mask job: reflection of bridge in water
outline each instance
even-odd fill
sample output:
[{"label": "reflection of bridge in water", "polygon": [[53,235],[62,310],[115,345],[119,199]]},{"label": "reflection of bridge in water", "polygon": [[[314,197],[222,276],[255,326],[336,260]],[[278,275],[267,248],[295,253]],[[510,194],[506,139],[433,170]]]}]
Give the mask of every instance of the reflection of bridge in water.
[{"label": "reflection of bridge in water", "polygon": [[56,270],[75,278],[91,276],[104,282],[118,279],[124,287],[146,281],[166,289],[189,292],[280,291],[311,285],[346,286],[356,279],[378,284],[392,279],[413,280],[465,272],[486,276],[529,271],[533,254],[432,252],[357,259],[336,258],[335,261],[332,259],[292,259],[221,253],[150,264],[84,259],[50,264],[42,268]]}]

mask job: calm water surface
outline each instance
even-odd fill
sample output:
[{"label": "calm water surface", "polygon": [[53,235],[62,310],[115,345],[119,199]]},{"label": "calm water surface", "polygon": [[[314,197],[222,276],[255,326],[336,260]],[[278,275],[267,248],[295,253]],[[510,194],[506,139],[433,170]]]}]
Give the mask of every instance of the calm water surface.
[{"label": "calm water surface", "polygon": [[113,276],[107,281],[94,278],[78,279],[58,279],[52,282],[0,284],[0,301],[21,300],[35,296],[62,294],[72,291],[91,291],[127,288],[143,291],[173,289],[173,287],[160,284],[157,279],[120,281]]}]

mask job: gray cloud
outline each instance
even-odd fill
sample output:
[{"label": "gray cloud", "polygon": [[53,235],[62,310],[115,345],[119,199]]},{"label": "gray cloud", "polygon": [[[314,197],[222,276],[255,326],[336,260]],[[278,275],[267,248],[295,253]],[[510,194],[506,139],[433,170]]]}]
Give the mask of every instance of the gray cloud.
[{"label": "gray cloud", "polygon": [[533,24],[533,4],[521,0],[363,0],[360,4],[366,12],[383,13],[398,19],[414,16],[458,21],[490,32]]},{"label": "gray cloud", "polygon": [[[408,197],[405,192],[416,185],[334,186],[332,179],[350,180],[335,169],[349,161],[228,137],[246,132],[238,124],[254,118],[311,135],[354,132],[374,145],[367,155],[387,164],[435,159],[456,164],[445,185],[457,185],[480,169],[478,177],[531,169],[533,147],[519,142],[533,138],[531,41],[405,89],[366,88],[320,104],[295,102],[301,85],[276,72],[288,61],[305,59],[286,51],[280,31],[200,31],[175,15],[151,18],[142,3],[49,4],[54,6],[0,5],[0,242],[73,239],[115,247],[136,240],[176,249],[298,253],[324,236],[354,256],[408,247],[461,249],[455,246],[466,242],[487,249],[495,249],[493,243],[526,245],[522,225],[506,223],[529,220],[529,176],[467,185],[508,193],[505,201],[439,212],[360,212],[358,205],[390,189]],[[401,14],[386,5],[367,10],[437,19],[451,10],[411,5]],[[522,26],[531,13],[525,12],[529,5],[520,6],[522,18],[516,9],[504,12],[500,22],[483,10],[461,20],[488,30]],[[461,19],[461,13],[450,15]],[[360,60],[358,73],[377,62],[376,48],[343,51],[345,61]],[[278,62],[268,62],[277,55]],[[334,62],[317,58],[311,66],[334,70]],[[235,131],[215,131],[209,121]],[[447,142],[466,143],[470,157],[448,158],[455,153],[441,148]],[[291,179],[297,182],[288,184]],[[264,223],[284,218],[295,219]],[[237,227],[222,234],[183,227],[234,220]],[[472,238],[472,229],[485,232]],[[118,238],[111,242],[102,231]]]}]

### AIM:
Output the data above exactly, please, line for line.

### REPLY TO THE EXERCISE:
mask job: reflection of bridge in water
outline each instance
even-odd fill
sample output:
[{"label": "reflection of bridge in water", "polygon": [[53,235],[62,310],[115,345],[119,199]]},{"label": "reflection of bridge in water", "polygon": [[[314,197],[222,276],[255,326],[336,260]],[[278,275],[267,248],[295,253]],[[510,194],[506,139],[433,170]]]}]
Give the mask of every instance of the reflection of bridge in water.
[{"label": "reflection of bridge in water", "polygon": [[56,270],[75,278],[91,276],[104,282],[118,279],[124,287],[146,281],[166,289],[189,292],[280,291],[311,285],[346,286],[356,279],[378,284],[392,279],[413,280],[465,272],[486,276],[529,271],[533,254],[432,252],[357,259],[336,258],[335,261],[332,259],[292,259],[221,253],[150,264],[84,259],[50,264],[42,268]]}]

mask job: calm water surface
outline each instance
even-odd fill
sample output:
[{"label": "calm water surface", "polygon": [[53,235],[62,310],[115,345],[119,199]]},{"label": "calm water surface", "polygon": [[[314,197],[222,276],[255,326],[336,260]],[[278,275],[267,248],[295,253]],[[510,194],[506,139],[433,170]]]}]
Give the mask of every instance of the calm water surface.
[{"label": "calm water surface", "polygon": [[113,276],[107,281],[94,278],[78,279],[58,279],[52,282],[0,284],[0,301],[21,300],[35,296],[62,294],[72,291],[91,291],[127,288],[143,291],[173,289],[173,287],[160,284],[157,279],[120,281]]}]

mask job: gray cloud
outline each instance
even-odd fill
sample output:
[{"label": "gray cloud", "polygon": [[53,235],[62,310],[115,345],[119,199]]},{"label": "gray cloud", "polygon": [[[314,197],[222,276],[255,326],[336,260]],[[278,275],[267,248],[295,253]],[[510,194],[506,139],[433,170]]]}]
Give the mask of every instance of the gray cloud.
[{"label": "gray cloud", "polygon": [[533,24],[533,4],[521,0],[363,0],[360,4],[366,12],[383,13],[398,19],[414,16],[458,21],[490,32]]},{"label": "gray cloud", "polygon": [[[408,197],[405,192],[416,185],[334,186],[332,179],[350,180],[335,169],[349,161],[228,137],[246,132],[238,124],[254,118],[311,135],[354,132],[374,145],[367,155],[387,164],[435,159],[456,164],[445,185],[457,185],[480,169],[478,177],[531,169],[533,147],[519,142],[533,138],[531,41],[405,89],[366,88],[320,104],[295,102],[301,85],[276,72],[288,61],[305,59],[286,51],[280,31],[200,31],[175,15],[151,18],[142,3],[49,4],[54,6],[0,5],[0,242],[73,239],[115,247],[136,240],[176,249],[298,253],[324,236],[354,256],[408,247],[461,249],[455,246],[466,242],[487,249],[495,249],[493,243],[526,245],[522,225],[506,223],[529,220],[529,176],[467,185],[508,193],[505,201],[439,212],[360,212],[358,205],[390,189]],[[401,14],[386,5],[367,10],[437,19],[451,10],[411,5]],[[522,26],[531,13],[525,12],[529,5],[520,6],[522,18],[516,9],[504,12],[500,22],[483,10],[461,20],[488,30]],[[461,19],[461,13],[450,15]],[[360,60],[358,73],[377,62],[376,48],[343,51],[345,61]],[[278,62],[268,62],[277,55]],[[334,62],[317,58],[311,66],[334,70]],[[235,131],[215,131],[209,121]],[[447,142],[466,143],[470,157],[448,158],[455,153],[441,148]],[[291,179],[297,182],[288,184]],[[264,223],[284,218],[295,219]],[[237,227],[222,234],[183,227],[234,220]],[[472,238],[472,229],[485,232]],[[118,238],[111,242],[102,231]]]}]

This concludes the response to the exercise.